#### YOUR ASSIGNMENT:
What is the number of lines in the data holding the word "Target"? Give that number by itself.

#### EXERCISE DATA:

◇ ◇ ◇ ◇ ◇

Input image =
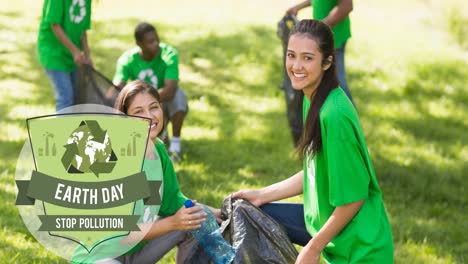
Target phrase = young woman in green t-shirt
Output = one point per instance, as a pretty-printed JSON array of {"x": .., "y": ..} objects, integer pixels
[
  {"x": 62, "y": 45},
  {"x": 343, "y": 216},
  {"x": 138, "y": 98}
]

◇ ◇ ◇ ◇ ◇

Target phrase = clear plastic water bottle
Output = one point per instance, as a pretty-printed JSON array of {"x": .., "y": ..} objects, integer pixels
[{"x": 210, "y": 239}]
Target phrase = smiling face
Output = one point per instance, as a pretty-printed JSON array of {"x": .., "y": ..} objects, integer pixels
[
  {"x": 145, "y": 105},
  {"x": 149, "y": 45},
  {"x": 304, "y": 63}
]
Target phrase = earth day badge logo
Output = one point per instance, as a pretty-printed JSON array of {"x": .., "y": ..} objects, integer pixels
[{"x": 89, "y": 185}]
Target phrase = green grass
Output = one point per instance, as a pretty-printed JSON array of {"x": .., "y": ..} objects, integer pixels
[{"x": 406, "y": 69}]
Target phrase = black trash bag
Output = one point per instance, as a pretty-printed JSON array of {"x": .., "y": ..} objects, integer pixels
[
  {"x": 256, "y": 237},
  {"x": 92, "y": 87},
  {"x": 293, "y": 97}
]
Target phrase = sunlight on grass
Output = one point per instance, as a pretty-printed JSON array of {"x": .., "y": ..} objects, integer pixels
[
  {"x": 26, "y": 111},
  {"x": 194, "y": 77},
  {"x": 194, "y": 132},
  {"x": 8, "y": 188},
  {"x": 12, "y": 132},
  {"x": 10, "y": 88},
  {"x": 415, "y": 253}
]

◇ ◇ ◇ ◇ ◇

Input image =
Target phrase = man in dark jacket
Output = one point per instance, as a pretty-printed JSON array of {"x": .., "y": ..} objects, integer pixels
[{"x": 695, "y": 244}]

◇ ◇ ◇ ◇ ◇

#### ANSWER:
8